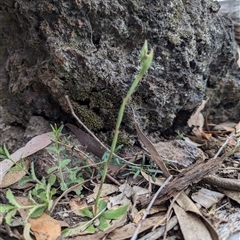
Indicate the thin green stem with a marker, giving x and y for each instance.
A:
(145, 62)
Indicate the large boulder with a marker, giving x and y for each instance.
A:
(89, 50)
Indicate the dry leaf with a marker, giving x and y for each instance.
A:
(197, 119)
(179, 151)
(185, 203)
(128, 230)
(158, 181)
(35, 144)
(45, 227)
(91, 144)
(234, 195)
(206, 197)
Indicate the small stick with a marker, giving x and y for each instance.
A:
(134, 237)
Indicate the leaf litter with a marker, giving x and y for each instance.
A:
(197, 174)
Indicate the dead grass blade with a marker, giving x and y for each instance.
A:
(152, 150)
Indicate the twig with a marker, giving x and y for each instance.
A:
(92, 134)
(223, 146)
(134, 237)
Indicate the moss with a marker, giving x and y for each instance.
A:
(89, 118)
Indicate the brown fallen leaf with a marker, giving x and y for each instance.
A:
(45, 227)
(35, 144)
(91, 144)
(190, 175)
(185, 203)
(152, 150)
(191, 225)
(206, 197)
(128, 230)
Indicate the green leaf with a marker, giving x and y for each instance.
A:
(9, 215)
(64, 162)
(85, 212)
(37, 211)
(52, 179)
(11, 199)
(25, 179)
(115, 213)
(52, 169)
(136, 174)
(104, 223)
(6, 207)
(101, 205)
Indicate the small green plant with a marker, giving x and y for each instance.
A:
(101, 221)
(40, 198)
(145, 63)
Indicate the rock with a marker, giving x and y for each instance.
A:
(90, 51)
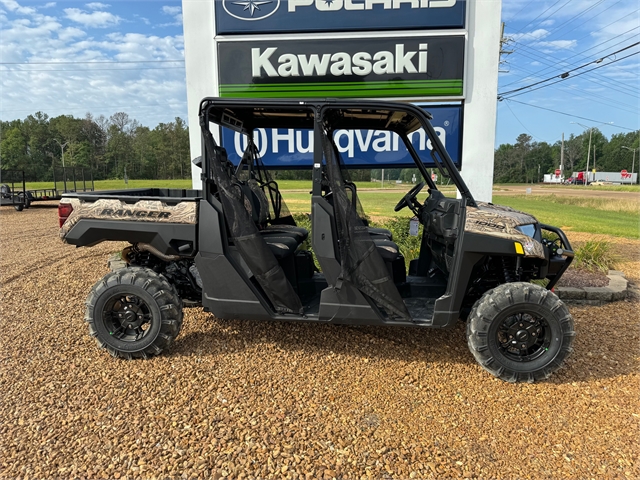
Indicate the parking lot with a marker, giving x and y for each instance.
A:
(275, 400)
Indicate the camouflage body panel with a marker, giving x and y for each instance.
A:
(141, 211)
(500, 221)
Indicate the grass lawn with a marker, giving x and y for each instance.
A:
(606, 188)
(566, 216)
(584, 214)
(113, 184)
(575, 217)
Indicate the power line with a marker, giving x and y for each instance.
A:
(87, 69)
(566, 74)
(610, 83)
(545, 11)
(575, 17)
(565, 62)
(569, 115)
(89, 62)
(523, 126)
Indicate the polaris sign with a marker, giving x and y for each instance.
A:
(301, 16)
(362, 67)
(290, 149)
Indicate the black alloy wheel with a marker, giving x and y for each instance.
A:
(134, 312)
(520, 332)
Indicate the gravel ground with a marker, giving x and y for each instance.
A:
(274, 400)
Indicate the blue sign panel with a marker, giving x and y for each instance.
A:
(303, 16)
(291, 149)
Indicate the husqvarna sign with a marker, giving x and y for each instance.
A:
(362, 67)
(273, 16)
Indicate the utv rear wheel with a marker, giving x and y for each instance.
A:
(133, 313)
(520, 332)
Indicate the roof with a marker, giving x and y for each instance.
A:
(244, 115)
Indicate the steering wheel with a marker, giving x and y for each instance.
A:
(409, 199)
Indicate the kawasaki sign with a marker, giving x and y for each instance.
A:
(360, 67)
(271, 16)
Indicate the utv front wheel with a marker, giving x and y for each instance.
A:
(134, 312)
(520, 332)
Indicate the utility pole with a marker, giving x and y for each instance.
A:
(633, 163)
(504, 41)
(64, 173)
(562, 158)
(589, 149)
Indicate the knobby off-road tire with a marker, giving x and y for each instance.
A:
(520, 332)
(134, 313)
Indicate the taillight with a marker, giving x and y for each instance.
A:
(64, 210)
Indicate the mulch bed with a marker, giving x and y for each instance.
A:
(581, 278)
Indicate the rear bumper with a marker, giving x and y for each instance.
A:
(557, 263)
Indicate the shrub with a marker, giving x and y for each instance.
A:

☆ ☆ ☆ ☆ ☆

■ Required task ■
Rewrite all the material above with "Indicate" swapped for "Point to" wherever it occurs and everything else left as is. Omit the pictures.

■ Solved problem ■
Point to the thin green stem with a marker, giving x and y for each instance.
A:
(145, 62)
Point to the large boulder with a marker, giving x and y for each instance.
A:
(89, 50)
Point to the dry leaf with a marker, giving x and y for each instance.
A:
(197, 119)
(179, 151)
(185, 203)
(128, 230)
(158, 181)
(35, 144)
(45, 227)
(91, 144)
(234, 195)
(206, 197)
Point to the small stick with a marker, giving x and y for each instance.
A:
(134, 237)
Point to the leaf litter with a marker, giving x and y for each instance.
A:
(197, 174)
Point to the dead grass blade with a marker, giving x and y for each instance.
A:
(152, 150)
Point to the twig with a marker, giving x and y for each instance.
A:
(92, 134)
(223, 146)
(134, 237)
Point to the moss with a marker, giving x and y for each instance.
A:
(89, 118)
Point to the brown fallen leaf with a marker, giving x and y for each instance.
A:
(45, 227)
(35, 144)
(91, 144)
(190, 175)
(185, 203)
(152, 150)
(191, 225)
(206, 197)
(128, 230)
Point to the green leaf with a marker, giving x and y for each instance.
A:
(9, 215)
(64, 162)
(85, 212)
(37, 211)
(52, 179)
(11, 199)
(25, 179)
(115, 213)
(52, 169)
(136, 174)
(104, 223)
(6, 207)
(101, 205)
Point to the small green plant with a marker, giving x and y for each instance.
A:
(101, 221)
(40, 198)
(145, 63)
Point to the rock with a marker, giving x and y for each instance.
A:
(90, 51)
Point to the parking lot with a marker, giving x and y for each instance.
A:
(275, 400)
Point to the camouflage body panel with a marker, giving x and y for each instance.
A:
(141, 211)
(500, 221)
Point to the grass lawn with a marker, giving x and y for each instance.
A:
(606, 188)
(566, 216)
(584, 214)
(113, 184)
(575, 217)
Point to the power line with a marker, giving x and y for each instance.
A:
(87, 69)
(566, 74)
(610, 83)
(545, 11)
(575, 17)
(565, 62)
(569, 115)
(89, 62)
(523, 126)
Point to the polaris sign with a marker, giving x and y for each instance.
A:
(301, 16)
(362, 67)
(290, 149)
Point to the black alloy wheel with a marker, giving x and y for each instance.
A:
(134, 312)
(520, 332)
Point to the gravel ground with a marker, giving x and y for each instance.
A:
(274, 400)
Point to the blue sign panel with a marker, giving x and y for each instance.
A:
(303, 16)
(291, 149)
Point to the husqvarna sign with a marker, giving x and y for each instance.
A:
(362, 67)
(273, 16)
Point to the utv rear wheel with a marker, giving x and y for each instance.
A:
(133, 313)
(520, 332)
Point to the roof with a marker, giving x and y for each instance.
A:
(244, 115)
Point to the steering wheel with a marker, giving x and y for each instance.
A:
(409, 199)
Point to the kawasaki sign with a marker, giving x and y for each instance.
A:
(360, 67)
(271, 16)
Point to the utv front wheel with a marker, giving x and y for each instance.
A:
(134, 312)
(520, 332)
Point to the utility pole with a marker, giving x and y for each instance.
A:
(633, 163)
(504, 41)
(64, 173)
(562, 158)
(589, 149)
Point to the knobby off-road tire with a marker, giving x and y for each instance.
A:
(520, 332)
(134, 313)
Point to the taillight with a marker, giving x and y for each instance.
A:
(64, 210)
Point to the mulch bed with a marker, giving x and y for each instance.
A:
(581, 278)
Point to the rear bumper with a marker, giving x and y for each instance.
A:
(557, 263)
Point to the shrub with a marker, giving x and y for each instance.
A:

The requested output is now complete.